DIRECTIONS ->
Restate the entries below verbatim.
▼
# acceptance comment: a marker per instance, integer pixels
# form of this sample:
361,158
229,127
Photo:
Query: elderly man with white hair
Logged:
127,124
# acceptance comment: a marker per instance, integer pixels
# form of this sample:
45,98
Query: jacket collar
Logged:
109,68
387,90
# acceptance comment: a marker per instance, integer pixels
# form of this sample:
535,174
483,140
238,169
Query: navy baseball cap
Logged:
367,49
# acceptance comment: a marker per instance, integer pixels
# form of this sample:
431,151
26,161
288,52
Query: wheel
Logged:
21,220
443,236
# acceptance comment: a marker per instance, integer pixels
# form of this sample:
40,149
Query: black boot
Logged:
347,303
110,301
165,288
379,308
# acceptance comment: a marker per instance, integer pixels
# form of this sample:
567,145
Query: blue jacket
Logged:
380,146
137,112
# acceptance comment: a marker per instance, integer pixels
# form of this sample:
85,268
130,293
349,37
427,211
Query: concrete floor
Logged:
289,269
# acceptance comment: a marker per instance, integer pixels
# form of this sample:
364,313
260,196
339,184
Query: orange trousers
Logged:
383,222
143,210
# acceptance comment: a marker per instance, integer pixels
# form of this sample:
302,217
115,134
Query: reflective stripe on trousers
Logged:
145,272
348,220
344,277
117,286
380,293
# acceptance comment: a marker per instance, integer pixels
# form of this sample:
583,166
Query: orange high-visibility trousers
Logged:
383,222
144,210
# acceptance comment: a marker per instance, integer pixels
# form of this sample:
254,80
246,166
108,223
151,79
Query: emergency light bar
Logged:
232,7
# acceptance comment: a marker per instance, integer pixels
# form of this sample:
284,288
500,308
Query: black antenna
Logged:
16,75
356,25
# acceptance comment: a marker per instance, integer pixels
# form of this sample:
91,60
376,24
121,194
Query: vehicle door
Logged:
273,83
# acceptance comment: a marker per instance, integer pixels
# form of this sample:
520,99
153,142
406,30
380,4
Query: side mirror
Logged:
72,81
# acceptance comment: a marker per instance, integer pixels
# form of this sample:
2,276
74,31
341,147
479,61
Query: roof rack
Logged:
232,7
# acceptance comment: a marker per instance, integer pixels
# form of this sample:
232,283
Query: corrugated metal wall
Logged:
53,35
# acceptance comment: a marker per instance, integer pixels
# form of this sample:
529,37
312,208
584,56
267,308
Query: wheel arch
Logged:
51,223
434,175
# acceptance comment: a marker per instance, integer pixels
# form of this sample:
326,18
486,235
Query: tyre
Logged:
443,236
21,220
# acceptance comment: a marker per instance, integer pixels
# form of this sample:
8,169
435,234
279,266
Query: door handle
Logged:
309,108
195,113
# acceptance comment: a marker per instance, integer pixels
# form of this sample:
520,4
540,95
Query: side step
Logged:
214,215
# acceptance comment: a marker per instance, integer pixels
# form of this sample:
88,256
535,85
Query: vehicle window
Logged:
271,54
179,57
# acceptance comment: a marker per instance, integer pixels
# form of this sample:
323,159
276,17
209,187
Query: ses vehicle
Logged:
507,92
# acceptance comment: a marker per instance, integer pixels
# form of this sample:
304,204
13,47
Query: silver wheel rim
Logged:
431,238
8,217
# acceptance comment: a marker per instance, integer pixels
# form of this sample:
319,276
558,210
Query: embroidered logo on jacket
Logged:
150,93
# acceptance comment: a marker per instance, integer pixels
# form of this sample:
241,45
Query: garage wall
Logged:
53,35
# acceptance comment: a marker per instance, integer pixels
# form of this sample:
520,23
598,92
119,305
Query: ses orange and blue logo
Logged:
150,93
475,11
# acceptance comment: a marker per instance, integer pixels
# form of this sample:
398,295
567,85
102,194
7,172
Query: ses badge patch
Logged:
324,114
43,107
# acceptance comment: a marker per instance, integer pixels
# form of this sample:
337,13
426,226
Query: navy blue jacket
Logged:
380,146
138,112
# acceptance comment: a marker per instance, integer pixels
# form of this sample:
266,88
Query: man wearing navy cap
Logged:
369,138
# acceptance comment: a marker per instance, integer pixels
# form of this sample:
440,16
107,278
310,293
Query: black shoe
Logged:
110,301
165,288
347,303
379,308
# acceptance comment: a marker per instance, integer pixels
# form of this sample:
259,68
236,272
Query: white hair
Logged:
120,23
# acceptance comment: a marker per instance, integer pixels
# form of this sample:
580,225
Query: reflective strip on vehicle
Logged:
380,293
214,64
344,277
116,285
▲
RESULT BELOW ->
# acceptance comment: a marker per instance, integer pixels
# form of this sample:
361,158
229,127
Photo:
Query: elderly man with white hair
Logged:
127,124
# acceptance comment: a marker per instance, integer pixels
# form of this sample:
45,98
Query: jacket collar
Logged:
109,68
387,90
# acceptance comment: a marker per instance, integer pixels
# form of this sample:
535,174
483,140
238,169
Query: navy baseball cap
Logged:
367,49
# acceptance comment: a marker per instance, integer pixels
# form of this sample:
431,151
26,161
288,52
Query: wheel
Logged:
21,220
443,236
# acceptance comment: a marker per instance, integer pixels
# form of this sample:
40,149
Query: black boot
Logged:
347,303
110,301
165,288
379,308
# acceptance comment: a marker per instance, integer pixels
# form of this sample:
567,145
Query: blue jacket
Logged:
380,146
137,112
# acceptance comment: a marker per instance, integer pixels
# form of this sample:
85,268
130,293
349,37
427,211
Query: concrete floor
Logged:
289,269
# acceptance comment: a marker per instance, integer pixels
# form of this sample:
364,313
260,196
339,184
Query: orange trousers
Logged:
383,222
143,210
# acceptance comment: a marker per instance, integer pixels
# form of this sample:
302,217
115,134
Query: reflective stripe on trousers
Logged:
145,272
348,220
344,277
117,286
380,293
# acceptance comment: a marker per instance, integer pixels
# form of this sample:
583,166
Query: orange high-visibility trousers
Logged:
383,222
144,210
# acceptance comment: a marker per instance, integer pixels
# form of this sample:
254,80
246,166
108,223
151,79
Query: emergency light bar
Logged:
232,7
# acceptance comment: a marker per instance, integer pixels
# form of this sample:
284,288
500,308
Query: black antenna
Logged:
16,75
356,25
# acceptance comment: a marker per instance, integer pixels
# form of this sample:
91,60
376,24
121,194
Query: vehicle door
Logged:
273,83
# acceptance comment: a marker per instance, integer pixels
# form of this sample:
520,99
153,142
406,30
380,4
Query: side mirror
Logged:
72,81
# acceptance comment: a marker per instance, integer pixels
# form of this sample:
2,276
74,31
341,147
479,61
Query: roof rack
Logged:
232,7
# acceptance comment: a marker per instance, integer pixels
# form of this sample:
232,283
Query: corrugated metal wall
Logged:
53,35
# acceptance comment: a marker per instance, integer pixels
# form of this sample:
529,37
312,208
584,56
267,308
Query: wheel arch
Logged:
51,223
434,175
# acceptance comment: a marker per instance, integer pixels
# form of this sample:
326,18
486,235
Query: tyre
Logged:
443,236
21,220
# acceptance comment: a marker per instance, integer pixels
# form of this sample:
8,169
435,234
279,266
Query: door handle
Logged:
309,108
195,113
# acceptance comment: a marker per instance, integer pixels
# form of this sample:
520,4
540,95
Query: side step
Logged:
214,215
# acceptance comment: a marker per instance, integer pixels
# form of this sample:
88,256
535,85
Query: vehicle window
Logged:
271,54
179,57
# acceptance comment: a marker per instance, integer pixels
# form of this sample:
323,159
276,17
209,187
Query: ses vehicle
Logged:
507,92
# acceptance comment: a marker per instance, integer pixels
# form of this sample:
304,204
13,47
Query: silver wheel rim
Logged:
431,238
8,217
# acceptance comment: a marker per instance, integer pixels
# form of this sample:
319,276
558,210
Query: embroidered logo on jacket
Logged:
150,93
# acceptance comment: a marker per instance, integer pixels
# form of this sample:
241,45
Query: garage wall
Logged:
53,35
# acceptance comment: a marker per instance, integer pixels
# form of this sample:
520,23
598,92
119,305
Query: ses orange and blue logo
Logged:
150,93
475,11
# acceptance comment: a marker per instance, integer pixels
# form of this sample:
398,295
567,85
102,194
7,172
Query: ses badge patch
Logged:
324,114
43,107
# acceptance comment: a marker per instance, integer pixels
# form of this sample:
337,13
426,226
Query: navy blue jacket
Logged:
380,146
138,112
# acceptance comment: a marker per instance, integer pixels
# form of this sample:
266,88
Query: man wearing navy cap
Logged:
369,138
# acceptance comment: a marker per instance, integer pixels
# form of this sample:
440,16
107,278
310,293
Query: black shoe
Logged:
110,301
165,288
347,303
379,308
# acceptance comment: a marker per instance, integer pixels
# form of this sample:
259,68
236,272
Query: white hair
Logged:
120,23
# acceptance comment: a marker per instance, integer pixels
# form of this sample:
580,225
Query: reflective strip on vehicle
Logged:
380,293
214,64
344,277
116,285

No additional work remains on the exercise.